> _PROVIDED ENTRIES_:
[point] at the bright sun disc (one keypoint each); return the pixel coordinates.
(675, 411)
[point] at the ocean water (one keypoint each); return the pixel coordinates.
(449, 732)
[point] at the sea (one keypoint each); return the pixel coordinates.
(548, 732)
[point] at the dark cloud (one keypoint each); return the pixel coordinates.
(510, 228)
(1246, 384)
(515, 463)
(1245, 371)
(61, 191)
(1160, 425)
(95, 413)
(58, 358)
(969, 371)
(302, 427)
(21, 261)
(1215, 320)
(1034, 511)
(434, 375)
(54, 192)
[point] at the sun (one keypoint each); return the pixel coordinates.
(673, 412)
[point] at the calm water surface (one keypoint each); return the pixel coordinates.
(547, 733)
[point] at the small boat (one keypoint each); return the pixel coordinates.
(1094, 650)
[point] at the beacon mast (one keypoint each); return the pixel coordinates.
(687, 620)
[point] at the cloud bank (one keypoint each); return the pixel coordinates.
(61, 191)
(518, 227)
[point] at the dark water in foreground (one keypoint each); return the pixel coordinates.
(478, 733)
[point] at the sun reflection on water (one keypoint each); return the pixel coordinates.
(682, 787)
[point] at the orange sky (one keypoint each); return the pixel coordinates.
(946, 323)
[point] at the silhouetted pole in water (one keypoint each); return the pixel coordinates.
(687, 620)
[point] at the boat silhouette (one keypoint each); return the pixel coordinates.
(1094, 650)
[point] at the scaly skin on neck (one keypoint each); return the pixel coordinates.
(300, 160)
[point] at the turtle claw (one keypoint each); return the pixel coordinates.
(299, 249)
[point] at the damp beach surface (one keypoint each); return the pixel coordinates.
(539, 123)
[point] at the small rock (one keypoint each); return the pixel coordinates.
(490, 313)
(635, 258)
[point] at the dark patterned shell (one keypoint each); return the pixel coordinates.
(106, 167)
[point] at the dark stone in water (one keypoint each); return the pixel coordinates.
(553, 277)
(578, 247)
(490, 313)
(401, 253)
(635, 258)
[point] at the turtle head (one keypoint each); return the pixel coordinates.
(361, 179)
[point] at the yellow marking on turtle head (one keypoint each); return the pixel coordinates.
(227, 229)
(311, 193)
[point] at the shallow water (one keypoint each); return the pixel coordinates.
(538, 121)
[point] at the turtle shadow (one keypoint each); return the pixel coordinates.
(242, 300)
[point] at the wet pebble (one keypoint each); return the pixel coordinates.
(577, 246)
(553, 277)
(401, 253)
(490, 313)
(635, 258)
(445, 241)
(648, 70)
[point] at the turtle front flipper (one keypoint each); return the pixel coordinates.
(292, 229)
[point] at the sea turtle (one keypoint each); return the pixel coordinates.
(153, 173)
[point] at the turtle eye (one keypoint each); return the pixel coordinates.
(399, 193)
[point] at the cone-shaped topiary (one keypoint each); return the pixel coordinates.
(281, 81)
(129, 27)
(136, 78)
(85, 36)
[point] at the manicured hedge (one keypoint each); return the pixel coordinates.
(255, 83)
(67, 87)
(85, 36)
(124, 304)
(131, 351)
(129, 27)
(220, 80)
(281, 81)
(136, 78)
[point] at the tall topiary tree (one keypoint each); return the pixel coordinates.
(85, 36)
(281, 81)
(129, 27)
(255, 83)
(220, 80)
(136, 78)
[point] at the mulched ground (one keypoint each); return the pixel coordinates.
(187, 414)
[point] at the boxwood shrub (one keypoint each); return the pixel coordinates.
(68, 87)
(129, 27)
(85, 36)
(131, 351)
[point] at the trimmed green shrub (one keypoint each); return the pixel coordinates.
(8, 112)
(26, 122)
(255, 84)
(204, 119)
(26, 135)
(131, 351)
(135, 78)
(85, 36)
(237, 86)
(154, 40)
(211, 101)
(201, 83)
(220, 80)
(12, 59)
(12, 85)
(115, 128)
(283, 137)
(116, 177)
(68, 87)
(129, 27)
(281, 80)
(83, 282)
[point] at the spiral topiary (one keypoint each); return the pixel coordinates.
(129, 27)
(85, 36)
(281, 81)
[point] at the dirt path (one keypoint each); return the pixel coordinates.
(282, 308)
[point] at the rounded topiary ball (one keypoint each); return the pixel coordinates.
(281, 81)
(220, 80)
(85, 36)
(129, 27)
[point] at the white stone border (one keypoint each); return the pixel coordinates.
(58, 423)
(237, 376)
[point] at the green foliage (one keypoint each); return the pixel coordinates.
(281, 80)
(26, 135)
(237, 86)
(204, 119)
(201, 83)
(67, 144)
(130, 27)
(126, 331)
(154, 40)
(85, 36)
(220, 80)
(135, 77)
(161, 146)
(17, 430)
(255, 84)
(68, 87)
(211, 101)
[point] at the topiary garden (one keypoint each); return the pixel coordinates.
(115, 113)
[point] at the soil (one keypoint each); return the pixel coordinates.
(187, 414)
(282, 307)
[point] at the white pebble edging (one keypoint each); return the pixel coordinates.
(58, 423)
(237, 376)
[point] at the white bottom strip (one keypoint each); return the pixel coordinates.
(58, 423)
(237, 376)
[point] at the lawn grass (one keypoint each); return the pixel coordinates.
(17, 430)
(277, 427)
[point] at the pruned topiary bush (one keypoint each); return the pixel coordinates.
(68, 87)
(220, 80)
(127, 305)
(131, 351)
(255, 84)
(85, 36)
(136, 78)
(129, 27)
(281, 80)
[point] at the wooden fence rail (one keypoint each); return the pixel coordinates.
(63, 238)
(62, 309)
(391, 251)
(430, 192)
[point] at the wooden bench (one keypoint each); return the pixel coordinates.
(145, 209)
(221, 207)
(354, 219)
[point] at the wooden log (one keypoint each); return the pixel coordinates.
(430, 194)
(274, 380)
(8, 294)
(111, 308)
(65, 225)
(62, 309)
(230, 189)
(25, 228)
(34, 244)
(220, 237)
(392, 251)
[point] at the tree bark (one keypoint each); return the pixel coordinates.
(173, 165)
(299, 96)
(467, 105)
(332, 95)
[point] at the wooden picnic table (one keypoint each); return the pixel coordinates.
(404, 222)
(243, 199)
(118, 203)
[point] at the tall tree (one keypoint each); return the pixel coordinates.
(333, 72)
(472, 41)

> _PROBLEM STATEMENT_: The answer should reproduce all of the data without any alteration.

> _RESULT_:
[point] at the bright sun disc (one keypoint each); return the pixel coordinates.
(675, 411)
[point] at the ocean water (one keypoint each); return the pixel coordinates.
(449, 732)
[point] at the sea (one keypoint each); return the pixel coordinates.
(548, 732)
[point] at the dark cloud (one keypoint each); return the pixel coordinates.
(510, 228)
(1246, 384)
(515, 463)
(1245, 371)
(61, 191)
(1160, 425)
(95, 413)
(58, 358)
(969, 371)
(302, 427)
(21, 261)
(1215, 320)
(1034, 511)
(434, 375)
(54, 192)
[point] at the sun (one keypoint each); return the pixel coordinates.
(673, 412)
[point] at the calm water surface (one keypoint each); return the pixel coordinates.
(547, 733)
[point] at the small boat (one keypoint each); return the pixel coordinates.
(1094, 650)
[point] at the beacon mast (one keypoint each); return the pixel coordinates.
(687, 620)
[point] at the cloud bank (one keypoint each); return the pixel coordinates.
(61, 191)
(518, 227)
[point] at the dark water in foreground (one keypoint each); return the pixel coordinates.
(478, 733)
[point] at the sun reflection on water (one keypoint each); return the pixel coordinates.
(682, 787)
[point] at the orange sky (one keypoint each); return the pixel coordinates.
(946, 323)
[point] at the silhouetted pole in water (one keypoint each); return the pixel coordinates.
(687, 620)
[point] at the boat silhouette (one keypoint each); return the pixel coordinates.
(1094, 650)
[point] at the scaly skin on neck (one keypoint each); return the pixel coordinates.
(300, 160)
[point] at the turtle claw (one keypoint each); return the pixel coordinates.
(299, 249)
[point] at the damp beach surface (one keypoint each); return the pixel coordinates.
(539, 123)
[point] at the small rock (one keypoint each); return the pixel coordinates.
(490, 313)
(635, 258)
[point] at the dark patterned shell (one keypoint each); return the pixel coordinates.
(106, 167)
[point] at the dark stone in water (one keypoint each); return the pixel coordinates.
(553, 277)
(578, 247)
(490, 313)
(401, 253)
(635, 258)
[point] at the turtle head (one keypoint each); return the pixel coordinates.
(361, 179)
[point] at the yellow marking on turtle head (one keypoint each); return the pixel coordinates.
(227, 229)
(311, 193)
[point] at the shallow water (one keypoint each); return the pixel coordinates.
(538, 121)
[point] at the turtle shadow (one keypoint each); return the pixel coordinates.
(242, 300)
[point] at the wet pebble (one keypoint each); return the pixel coordinates.
(577, 246)
(553, 277)
(401, 253)
(490, 313)
(635, 258)
(445, 241)
(648, 70)
[point] at the turtle front flipper (one keypoint each); return the pixel coordinates.
(292, 229)
[point] at the sea turtle (one keypoint each); return the pixel coordinates.
(153, 173)
[point] at the turtle eye (one keypoint each); return the pixel coordinates.
(399, 193)
[point] at the cone-shaped topiary (one keypoint each); return the pixel coordinates.
(281, 81)
(129, 27)
(136, 78)
(85, 36)
[point] at the manicured hedge (one keypoint each); return the pixel coordinates.
(255, 83)
(67, 87)
(85, 36)
(124, 304)
(131, 351)
(129, 27)
(220, 80)
(281, 81)
(136, 78)
[point] at the tall topiary tree (one keypoint each); return the pixel coordinates.
(85, 36)
(281, 81)
(129, 27)
(255, 83)
(220, 80)
(136, 78)
[point] at the mulched ground (one keypoint each); return the pixel coordinates.
(187, 414)
[point] at the boxwood shrub (one keypoint each); return the pixel coordinates.
(68, 87)
(129, 27)
(85, 36)
(131, 351)
[point] at the trimmed green shrub (one keypoint each); return the pixel coordinates.
(8, 112)
(26, 122)
(255, 84)
(204, 119)
(26, 135)
(131, 351)
(135, 78)
(85, 36)
(237, 86)
(154, 40)
(211, 101)
(201, 83)
(220, 80)
(12, 59)
(12, 85)
(115, 128)
(283, 137)
(116, 177)
(68, 87)
(129, 27)
(281, 80)
(83, 282)
[point] at the spiral topiary (one keypoint each); return the pixel coordinates.
(129, 27)
(85, 36)
(281, 81)
[point] at the dirt path (one keypoint each); return the pixel coordinates.
(282, 308)
[point] at the rounded topiary ball (one keypoint each); return the pixel coordinates.
(281, 81)
(220, 80)
(85, 36)
(129, 27)
[point] at the white stone border (one keypoint each); return the pixel coordinates.
(58, 423)
(237, 376)
[point] at the green foliage (one keypoint each); return the pixel coordinates.
(281, 80)
(26, 135)
(237, 86)
(204, 119)
(201, 83)
(67, 144)
(130, 27)
(126, 331)
(154, 40)
(85, 36)
(220, 80)
(135, 77)
(161, 146)
(17, 430)
(255, 84)
(68, 87)
(211, 101)
[point] at the topiary garden (one keypoint each); return the pixel coordinates.
(115, 113)
[point] at the soil (one keypoint each); return the pixel coordinates.
(187, 414)
(282, 307)
[point] at the white pebble edging (one keypoint each); return the pixel coordinates.
(58, 423)
(237, 376)
[point] at the white bottom strip (one keypoint each); return the pixel coordinates.
(58, 423)
(237, 376)
[point] at the lawn grass (one keypoint each); return the pixel coordinates.
(17, 430)
(277, 427)
[point] at the pruned topiary bush (one keypoint each); return the pixel coordinates.
(68, 87)
(220, 80)
(127, 305)
(131, 351)
(255, 84)
(85, 36)
(136, 78)
(129, 27)
(281, 80)
[point] at the wooden fence rail (one keypoint each); return the pixel coordinates.
(63, 238)
(62, 309)
(391, 251)
(430, 192)
[point] at the wooden bench (one keypoint each); return the pixel coordinates.
(145, 209)
(221, 207)
(354, 219)
[point] at the wooden log (one keypoint each); return the pixel coordinates.
(430, 194)
(274, 380)
(8, 294)
(111, 308)
(65, 225)
(62, 309)
(230, 189)
(25, 228)
(34, 244)
(220, 237)
(392, 251)
[point] at the tree bark (one keypoint each); return the pixel coordinates.
(173, 165)
(299, 96)
(467, 105)
(332, 95)
[point] at the wooden picnic table (one keypoint each); return the pixel coordinates.
(404, 222)
(243, 199)
(118, 203)
[point] at the tall tree (one keypoint each); return the pixel coordinates.
(333, 72)
(472, 41)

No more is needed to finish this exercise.